### Goal of the exercise
Only the lines from the line holding "the snow-covered ground" through the final line of the entries below are to be returned, exactly as they stand.
>> BEGIN Data excerpts
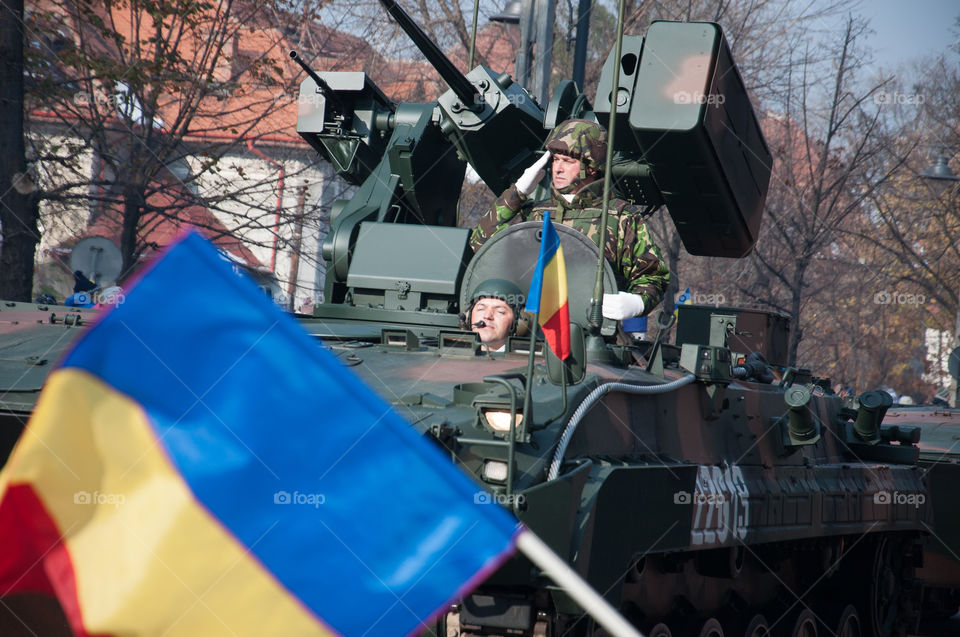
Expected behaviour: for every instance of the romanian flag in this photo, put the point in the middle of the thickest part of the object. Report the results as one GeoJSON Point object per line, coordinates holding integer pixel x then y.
{"type": "Point", "coordinates": [548, 292]}
{"type": "Point", "coordinates": [198, 465]}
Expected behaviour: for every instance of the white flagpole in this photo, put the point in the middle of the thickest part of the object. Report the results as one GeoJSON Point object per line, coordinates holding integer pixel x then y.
{"type": "Point", "coordinates": [574, 585]}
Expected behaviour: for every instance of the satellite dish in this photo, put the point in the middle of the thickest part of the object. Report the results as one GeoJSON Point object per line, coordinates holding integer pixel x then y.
{"type": "Point", "coordinates": [98, 258]}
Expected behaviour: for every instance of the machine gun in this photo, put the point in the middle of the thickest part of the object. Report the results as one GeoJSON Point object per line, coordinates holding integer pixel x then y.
{"type": "Point", "coordinates": [691, 142]}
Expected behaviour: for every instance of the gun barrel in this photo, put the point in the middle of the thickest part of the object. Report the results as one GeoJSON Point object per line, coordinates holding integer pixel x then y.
{"type": "Point", "coordinates": [457, 81]}
{"type": "Point", "coordinates": [328, 92]}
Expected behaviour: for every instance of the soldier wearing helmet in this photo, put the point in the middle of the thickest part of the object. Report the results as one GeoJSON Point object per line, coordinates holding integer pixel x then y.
{"type": "Point", "coordinates": [496, 313]}
{"type": "Point", "coordinates": [578, 149]}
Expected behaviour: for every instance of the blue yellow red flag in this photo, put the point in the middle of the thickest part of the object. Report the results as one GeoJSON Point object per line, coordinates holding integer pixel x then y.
{"type": "Point", "coordinates": [548, 292]}
{"type": "Point", "coordinates": [198, 465]}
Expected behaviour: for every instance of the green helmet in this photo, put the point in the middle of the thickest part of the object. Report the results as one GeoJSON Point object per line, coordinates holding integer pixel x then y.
{"type": "Point", "coordinates": [502, 289]}
{"type": "Point", "coordinates": [581, 139]}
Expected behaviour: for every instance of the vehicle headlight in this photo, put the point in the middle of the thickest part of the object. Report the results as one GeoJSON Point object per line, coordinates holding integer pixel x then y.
{"type": "Point", "coordinates": [499, 419]}
{"type": "Point", "coordinates": [494, 471]}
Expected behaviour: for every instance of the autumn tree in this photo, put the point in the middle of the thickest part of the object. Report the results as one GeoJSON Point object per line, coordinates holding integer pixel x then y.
{"type": "Point", "coordinates": [18, 203]}
{"type": "Point", "coordinates": [139, 109]}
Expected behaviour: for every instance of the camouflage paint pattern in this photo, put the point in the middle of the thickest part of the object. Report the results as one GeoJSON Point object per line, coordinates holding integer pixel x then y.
{"type": "Point", "coordinates": [635, 259]}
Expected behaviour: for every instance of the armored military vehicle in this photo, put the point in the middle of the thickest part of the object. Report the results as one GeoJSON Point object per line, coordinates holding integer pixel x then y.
{"type": "Point", "coordinates": [699, 485]}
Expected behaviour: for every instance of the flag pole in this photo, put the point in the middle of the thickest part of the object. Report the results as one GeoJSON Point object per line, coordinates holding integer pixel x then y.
{"type": "Point", "coordinates": [528, 388]}
{"type": "Point", "coordinates": [560, 572]}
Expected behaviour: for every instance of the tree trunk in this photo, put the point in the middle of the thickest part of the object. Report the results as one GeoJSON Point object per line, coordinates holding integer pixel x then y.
{"type": "Point", "coordinates": [18, 202]}
{"type": "Point", "coordinates": [133, 201]}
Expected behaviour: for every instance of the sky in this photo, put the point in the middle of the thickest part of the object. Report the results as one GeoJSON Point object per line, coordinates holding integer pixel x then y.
{"type": "Point", "coordinates": [909, 29]}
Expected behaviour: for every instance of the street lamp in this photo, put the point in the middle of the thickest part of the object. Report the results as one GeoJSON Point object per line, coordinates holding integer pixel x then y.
{"type": "Point", "coordinates": [940, 171]}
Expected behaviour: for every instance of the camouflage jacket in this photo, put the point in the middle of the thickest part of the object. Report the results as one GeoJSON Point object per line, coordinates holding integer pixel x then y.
{"type": "Point", "coordinates": [635, 260]}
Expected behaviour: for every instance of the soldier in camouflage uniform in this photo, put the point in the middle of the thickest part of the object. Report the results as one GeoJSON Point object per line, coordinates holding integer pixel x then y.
{"type": "Point", "coordinates": [579, 148]}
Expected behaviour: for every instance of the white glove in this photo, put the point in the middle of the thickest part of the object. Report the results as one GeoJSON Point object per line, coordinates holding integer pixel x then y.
{"type": "Point", "coordinates": [531, 176]}
{"type": "Point", "coordinates": [622, 305]}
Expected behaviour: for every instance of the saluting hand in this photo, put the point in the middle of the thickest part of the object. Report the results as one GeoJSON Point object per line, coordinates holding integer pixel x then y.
{"type": "Point", "coordinates": [531, 176]}
{"type": "Point", "coordinates": [622, 305]}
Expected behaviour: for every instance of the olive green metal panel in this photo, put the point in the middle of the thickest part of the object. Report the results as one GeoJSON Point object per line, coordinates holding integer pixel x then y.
{"type": "Point", "coordinates": [409, 258]}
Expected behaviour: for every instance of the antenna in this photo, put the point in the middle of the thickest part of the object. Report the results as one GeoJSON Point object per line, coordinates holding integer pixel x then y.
{"type": "Point", "coordinates": [98, 258]}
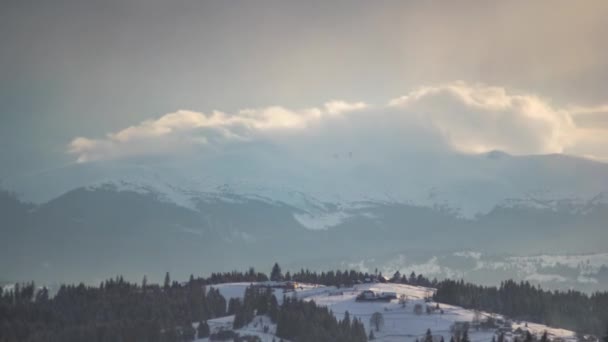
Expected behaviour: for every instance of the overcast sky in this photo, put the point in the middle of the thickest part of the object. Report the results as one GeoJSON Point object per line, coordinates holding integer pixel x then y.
{"type": "Point", "coordinates": [95, 80]}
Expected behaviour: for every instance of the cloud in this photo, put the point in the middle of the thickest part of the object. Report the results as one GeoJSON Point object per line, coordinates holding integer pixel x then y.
{"type": "Point", "coordinates": [183, 130]}
{"type": "Point", "coordinates": [468, 118]}
{"type": "Point", "coordinates": [479, 118]}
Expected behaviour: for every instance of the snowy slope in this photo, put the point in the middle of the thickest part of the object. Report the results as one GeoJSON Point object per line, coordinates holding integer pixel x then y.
{"type": "Point", "coordinates": [400, 323]}
{"type": "Point", "coordinates": [328, 192]}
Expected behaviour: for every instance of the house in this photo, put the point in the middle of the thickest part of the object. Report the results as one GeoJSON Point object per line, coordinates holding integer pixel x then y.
{"type": "Point", "coordinates": [369, 295]}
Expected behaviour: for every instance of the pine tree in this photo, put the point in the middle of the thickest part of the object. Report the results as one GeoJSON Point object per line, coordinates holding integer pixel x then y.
{"type": "Point", "coordinates": [203, 329]}
{"type": "Point", "coordinates": [376, 321]}
{"type": "Point", "coordinates": [429, 336]}
{"type": "Point", "coordinates": [275, 274]}
{"type": "Point", "coordinates": [465, 336]}
{"type": "Point", "coordinates": [167, 282]}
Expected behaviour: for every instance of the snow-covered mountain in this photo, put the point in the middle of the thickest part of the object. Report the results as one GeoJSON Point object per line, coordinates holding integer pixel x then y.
{"type": "Point", "coordinates": [86, 219]}
{"type": "Point", "coordinates": [326, 194]}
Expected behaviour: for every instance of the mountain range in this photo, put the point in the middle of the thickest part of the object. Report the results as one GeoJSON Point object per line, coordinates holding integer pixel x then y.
{"type": "Point", "coordinates": [95, 220]}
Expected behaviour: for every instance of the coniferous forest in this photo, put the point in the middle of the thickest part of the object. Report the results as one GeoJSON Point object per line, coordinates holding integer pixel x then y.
{"type": "Point", "coordinates": [571, 310]}
{"type": "Point", "coordinates": [118, 310]}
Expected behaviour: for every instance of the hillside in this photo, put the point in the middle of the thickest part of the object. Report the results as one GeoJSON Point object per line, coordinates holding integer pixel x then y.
{"type": "Point", "coordinates": [400, 323]}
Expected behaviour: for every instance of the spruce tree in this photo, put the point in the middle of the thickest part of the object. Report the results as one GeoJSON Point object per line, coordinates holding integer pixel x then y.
{"type": "Point", "coordinates": [275, 274]}
{"type": "Point", "coordinates": [167, 282]}
{"type": "Point", "coordinates": [428, 336]}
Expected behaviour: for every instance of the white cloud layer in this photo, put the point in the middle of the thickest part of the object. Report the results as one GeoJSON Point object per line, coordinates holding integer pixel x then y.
{"type": "Point", "coordinates": [469, 118]}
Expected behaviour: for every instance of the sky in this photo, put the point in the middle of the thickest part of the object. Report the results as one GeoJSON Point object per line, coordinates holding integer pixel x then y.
{"type": "Point", "coordinates": [84, 81]}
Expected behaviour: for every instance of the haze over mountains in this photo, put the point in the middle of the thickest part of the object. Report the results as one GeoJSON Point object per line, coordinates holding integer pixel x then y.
{"type": "Point", "coordinates": [97, 219]}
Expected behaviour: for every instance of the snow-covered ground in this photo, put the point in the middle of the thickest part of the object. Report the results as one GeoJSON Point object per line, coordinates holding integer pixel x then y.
{"type": "Point", "coordinates": [400, 323]}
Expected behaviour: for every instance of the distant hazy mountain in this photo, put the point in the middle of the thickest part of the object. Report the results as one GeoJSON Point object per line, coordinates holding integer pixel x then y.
{"type": "Point", "coordinates": [95, 220]}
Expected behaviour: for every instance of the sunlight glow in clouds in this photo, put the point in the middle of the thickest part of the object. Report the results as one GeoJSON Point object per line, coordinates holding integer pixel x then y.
{"type": "Point", "coordinates": [468, 118]}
>> END Data excerpts
### Full response
Expected behaviour: for every instance of the snow-covered ground in this photo, put the point in the middle of the thickest part of the object. Report the results as one GeoJSON Point object per line, coordinates holding integer pixel x then y.
{"type": "Point", "coordinates": [400, 323]}
Expected behaviour: for every instance of the distant hazy mountain in this photo, put the point in the middle of the thickest part of the object. Report the results as one GeoJSON Point object per line, coordinates holding integer pixel x then y.
{"type": "Point", "coordinates": [95, 220]}
Expected behaviour: for every instance of the sunlight glow in clouds in this photo, put the point in the middle of the thickest part of the object. Report the results as one GeoJSON Point object per line, coordinates holding integer pixel x then y.
{"type": "Point", "coordinates": [468, 118]}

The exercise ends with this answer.